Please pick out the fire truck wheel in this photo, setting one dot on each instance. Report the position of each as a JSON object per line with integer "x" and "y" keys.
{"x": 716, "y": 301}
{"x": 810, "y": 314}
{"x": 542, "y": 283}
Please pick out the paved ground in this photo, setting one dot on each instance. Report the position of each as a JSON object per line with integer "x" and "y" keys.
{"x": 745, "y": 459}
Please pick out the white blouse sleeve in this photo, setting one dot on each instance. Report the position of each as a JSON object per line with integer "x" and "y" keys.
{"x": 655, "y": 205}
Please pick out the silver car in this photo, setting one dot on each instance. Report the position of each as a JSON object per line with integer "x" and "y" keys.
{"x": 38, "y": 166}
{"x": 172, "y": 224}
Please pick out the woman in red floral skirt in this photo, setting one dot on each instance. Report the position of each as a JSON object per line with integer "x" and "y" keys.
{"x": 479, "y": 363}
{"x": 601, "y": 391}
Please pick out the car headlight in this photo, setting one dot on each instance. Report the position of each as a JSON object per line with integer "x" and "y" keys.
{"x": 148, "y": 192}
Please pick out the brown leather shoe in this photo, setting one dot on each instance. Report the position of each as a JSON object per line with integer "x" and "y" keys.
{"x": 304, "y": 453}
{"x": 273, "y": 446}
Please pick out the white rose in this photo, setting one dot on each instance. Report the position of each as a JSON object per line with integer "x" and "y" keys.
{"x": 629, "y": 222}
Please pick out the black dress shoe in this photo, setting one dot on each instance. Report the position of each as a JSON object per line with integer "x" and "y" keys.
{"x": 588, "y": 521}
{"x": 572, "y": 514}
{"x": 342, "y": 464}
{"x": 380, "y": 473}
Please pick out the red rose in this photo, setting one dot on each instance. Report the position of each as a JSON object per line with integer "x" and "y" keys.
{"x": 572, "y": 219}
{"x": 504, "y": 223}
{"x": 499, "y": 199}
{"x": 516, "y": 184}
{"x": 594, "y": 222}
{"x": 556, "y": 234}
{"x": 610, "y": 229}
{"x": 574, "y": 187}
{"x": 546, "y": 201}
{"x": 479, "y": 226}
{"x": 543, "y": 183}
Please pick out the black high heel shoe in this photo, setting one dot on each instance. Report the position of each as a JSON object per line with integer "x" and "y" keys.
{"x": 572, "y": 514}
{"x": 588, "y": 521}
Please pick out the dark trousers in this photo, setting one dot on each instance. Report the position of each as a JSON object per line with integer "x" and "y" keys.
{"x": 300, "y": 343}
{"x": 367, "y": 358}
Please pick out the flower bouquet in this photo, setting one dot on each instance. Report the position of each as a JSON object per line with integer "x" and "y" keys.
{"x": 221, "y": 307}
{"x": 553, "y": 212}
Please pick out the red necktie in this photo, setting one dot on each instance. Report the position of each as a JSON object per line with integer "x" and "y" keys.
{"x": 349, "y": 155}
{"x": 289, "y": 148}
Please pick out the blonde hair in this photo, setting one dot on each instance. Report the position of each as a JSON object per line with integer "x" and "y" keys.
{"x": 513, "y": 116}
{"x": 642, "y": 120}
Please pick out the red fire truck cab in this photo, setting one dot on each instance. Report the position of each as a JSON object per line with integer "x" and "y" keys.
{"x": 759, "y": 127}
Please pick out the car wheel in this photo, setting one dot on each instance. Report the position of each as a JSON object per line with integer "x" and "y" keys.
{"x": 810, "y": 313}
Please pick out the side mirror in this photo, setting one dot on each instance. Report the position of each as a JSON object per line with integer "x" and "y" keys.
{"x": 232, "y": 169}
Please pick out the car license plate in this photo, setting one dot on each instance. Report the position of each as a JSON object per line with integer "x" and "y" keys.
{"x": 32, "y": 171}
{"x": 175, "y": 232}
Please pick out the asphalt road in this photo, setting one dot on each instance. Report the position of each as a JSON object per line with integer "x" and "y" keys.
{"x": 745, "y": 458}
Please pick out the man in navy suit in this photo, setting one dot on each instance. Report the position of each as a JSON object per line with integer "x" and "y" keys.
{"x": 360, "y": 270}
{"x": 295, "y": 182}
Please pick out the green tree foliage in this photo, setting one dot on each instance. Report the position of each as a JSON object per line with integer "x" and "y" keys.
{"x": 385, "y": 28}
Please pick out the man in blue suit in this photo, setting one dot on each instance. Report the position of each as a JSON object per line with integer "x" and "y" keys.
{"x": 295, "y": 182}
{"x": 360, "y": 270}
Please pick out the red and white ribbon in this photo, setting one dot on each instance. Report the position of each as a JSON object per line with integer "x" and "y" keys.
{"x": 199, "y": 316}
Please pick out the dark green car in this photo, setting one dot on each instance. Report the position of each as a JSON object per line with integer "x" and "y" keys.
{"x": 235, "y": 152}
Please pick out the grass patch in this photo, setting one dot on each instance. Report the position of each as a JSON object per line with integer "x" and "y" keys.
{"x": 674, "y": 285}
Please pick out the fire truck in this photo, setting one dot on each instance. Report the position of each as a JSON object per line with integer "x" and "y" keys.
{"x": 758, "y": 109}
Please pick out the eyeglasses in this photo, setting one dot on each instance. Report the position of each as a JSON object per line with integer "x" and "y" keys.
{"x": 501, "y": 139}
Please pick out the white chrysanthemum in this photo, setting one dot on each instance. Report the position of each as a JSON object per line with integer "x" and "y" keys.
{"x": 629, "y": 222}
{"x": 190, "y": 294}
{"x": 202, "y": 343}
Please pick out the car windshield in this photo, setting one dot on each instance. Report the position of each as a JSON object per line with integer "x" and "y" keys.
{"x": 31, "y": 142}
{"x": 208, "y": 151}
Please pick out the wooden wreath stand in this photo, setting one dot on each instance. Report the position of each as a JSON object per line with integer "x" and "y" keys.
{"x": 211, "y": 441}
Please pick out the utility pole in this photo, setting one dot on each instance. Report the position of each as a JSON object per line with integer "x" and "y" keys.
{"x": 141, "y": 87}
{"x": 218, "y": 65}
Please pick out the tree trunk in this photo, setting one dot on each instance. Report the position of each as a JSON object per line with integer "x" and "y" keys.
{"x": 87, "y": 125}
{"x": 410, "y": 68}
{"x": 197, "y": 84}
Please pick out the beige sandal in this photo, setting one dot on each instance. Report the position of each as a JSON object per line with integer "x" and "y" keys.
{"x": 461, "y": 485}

- _Directive_: Reproduce all the rows above, substituting "point" for each occurrence of "dot" and changing nothing else.

- _Response to this exercise_:
Please pick out the fire truck wheel in this photo, setting one point on each instance. Report the position of each as a JSON object per line with integer "x" and "y" keys.
{"x": 716, "y": 301}
{"x": 810, "y": 314}
{"x": 542, "y": 283}
Please pick out the paved ground in this photo, setting one point on each instance. Report the position of each as a JSON object per line with integer "x" and "y" keys.
{"x": 745, "y": 459}
Please pick out the white blouse sleeve in this photo, setting one point on each instance. Report the position of each as a JSON object per line with integer "x" and "y" keys.
{"x": 655, "y": 205}
Please pick out the silver car in this photo, setting one point on each instance. Report the position of each as a JSON object per line with integer "x" and "y" keys.
{"x": 38, "y": 166}
{"x": 172, "y": 224}
Please pick out the woman in red floral skirt in this photo, setting one point on each instance. Report the position of each as a JSON object per line with integer "x" and "y" keys.
{"x": 479, "y": 363}
{"x": 601, "y": 391}
Please pick out the car headlight in this photo, setting one point on each instance. Report the position of each as a JSON object per line with integer "x" and "y" keys.
{"x": 148, "y": 192}
Please pick out the brown leather shoe in this photo, setting one point on each instance. Report the position of each as a JSON object per line with integer "x" and "y" keys.
{"x": 304, "y": 453}
{"x": 273, "y": 446}
Please pick out the white rose in this photo, setting one point on each instance. Report the position of each as a JSON object per line with integer "x" and "y" keys.
{"x": 629, "y": 222}
Please pick out the black dress shoe in this photo, setting one point on each instance. Report the position of each as a JSON object per line with integer "x" and "y" keys.
{"x": 588, "y": 521}
{"x": 572, "y": 514}
{"x": 342, "y": 464}
{"x": 380, "y": 473}
Please pick out the red rose in this photo, setting one point on each instance. Report the position of each as a JSON object per line with integer "x" and "y" keys.
{"x": 572, "y": 219}
{"x": 504, "y": 223}
{"x": 499, "y": 199}
{"x": 516, "y": 184}
{"x": 594, "y": 222}
{"x": 556, "y": 234}
{"x": 610, "y": 229}
{"x": 574, "y": 187}
{"x": 546, "y": 201}
{"x": 479, "y": 226}
{"x": 543, "y": 183}
Please pick out the black high heel shoe in this photo, setting one point on each instance. Report the position of each as a JSON object per line with integer "x" and "y" keys.
{"x": 572, "y": 514}
{"x": 588, "y": 521}
Please pick out the dark trousers in this photo, setting one point on each instance. Report the position of each as a JSON object per line with integer "x" and "y" keys.
{"x": 300, "y": 343}
{"x": 367, "y": 358}
Please pick out the flower bouquet in this photo, setting one point on each instance. Report the position of each as a JSON object per line with integer "x" and "y" keys.
{"x": 221, "y": 307}
{"x": 553, "y": 212}
Please pick out the red necktie in this photo, setting one point on each instance. Report the position of each as a JSON object per line with integer "x" and "y" keys.
{"x": 349, "y": 155}
{"x": 289, "y": 148}
Please pick out the blonde hair in this photo, setting one point on each instance. Report the position of each as a JSON object per line with integer "x" and "y" keys.
{"x": 513, "y": 116}
{"x": 642, "y": 120}
Please pick out the red fire truck cab in this photo, setting one point on each instance. Report the position of each as a JSON object per line with integer "x" and "y" keys.
{"x": 759, "y": 127}
Please pick out the car wheel in this photo, setting one point on each instance. Report the position of each as a JSON object per line with integer "x" and "y" keys.
{"x": 810, "y": 313}
Please pick out the side mirror in this photo, setting one point on each instance. Report the position of each as a JSON object per line with integer "x" and "y" keys.
{"x": 232, "y": 169}
Please pick out the car license plate in this photo, setting one point on each instance. Report the position of each as a JSON object per line with integer "x" and "y" keys.
{"x": 32, "y": 171}
{"x": 175, "y": 232}
Please pick out the asphalt road in this photo, setting one point on each instance. Report the position of each as a JSON object per line with integer "x" and "y" keys.
{"x": 745, "y": 458}
Please pick out the man in navy suit in this photo, setting one point on each instance. Report the position of each as a JSON object per line with integer "x" and "y" keys.
{"x": 360, "y": 270}
{"x": 295, "y": 182}
Please pick out the green tree foliage in this photo, setting one point on each instance. Report the position of each as a JSON object per line with integer "x" and "y" keys.
{"x": 385, "y": 28}
Please pick out the man in blue suit in this photo, setting one point on each instance. Report the position of each as a JSON object per line with integer "x" and "y" keys.
{"x": 295, "y": 182}
{"x": 360, "y": 270}
Please pick out the red and white ribbon in this photo, setting one point on each instance. Report the position of each as a JSON object per line with integer "x" and "y" keys.
{"x": 199, "y": 316}
Please pick out the dark green car in this photo, setting one point on each instance. Report the position of each as a JSON object per line with integer "x" and "y" keys.
{"x": 235, "y": 152}
Please pick out the grass patch in this photo, setting one point on each instance. Report the position of each as a JSON object per line with integer "x" and "y" keys.
{"x": 674, "y": 285}
Please pick out the fire truck in this photo, setting one point on each instance. Report the position of each as a JSON object per line with integer "x" and "y" keys.
{"x": 758, "y": 109}
Please pick out the eyeglasses in this photo, setting one point on each instance. Report the position of each as a JSON object per line with integer "x" and "y" keys.
{"x": 501, "y": 139}
Please pick out the white chrysanthemum in this photo, setting one point on each instance. Report the position of each as a JSON object per line with integer "x" and "y" keys.
{"x": 629, "y": 222}
{"x": 190, "y": 294}
{"x": 202, "y": 343}
Please pick out the car windshield in this photo, setting one point on each instance. Report the position of each as a JSON object per line with integer "x" and "y" keys.
{"x": 31, "y": 142}
{"x": 208, "y": 151}
Please pick out the wooden wreath stand in this photo, setting one point on each instance. Report the position of each as a JSON object per line with integer "x" and "y" keys.
{"x": 211, "y": 441}
Please pick out the utility pole in this photo, setting one point on each instance. Report the position of each as a JSON object per line with integer "x" and "y" keys.
{"x": 141, "y": 87}
{"x": 218, "y": 65}
Please pick out the tree trunk in this photo, setting one point on each instance. Report the position of each as a JSON object per line with integer "x" and "y" keys.
{"x": 87, "y": 125}
{"x": 410, "y": 68}
{"x": 197, "y": 84}
Please pick out the beige sandal in this photo, setting one point on each instance. Report the position of each as a JSON object per line with integer "x" and "y" keys.
{"x": 461, "y": 485}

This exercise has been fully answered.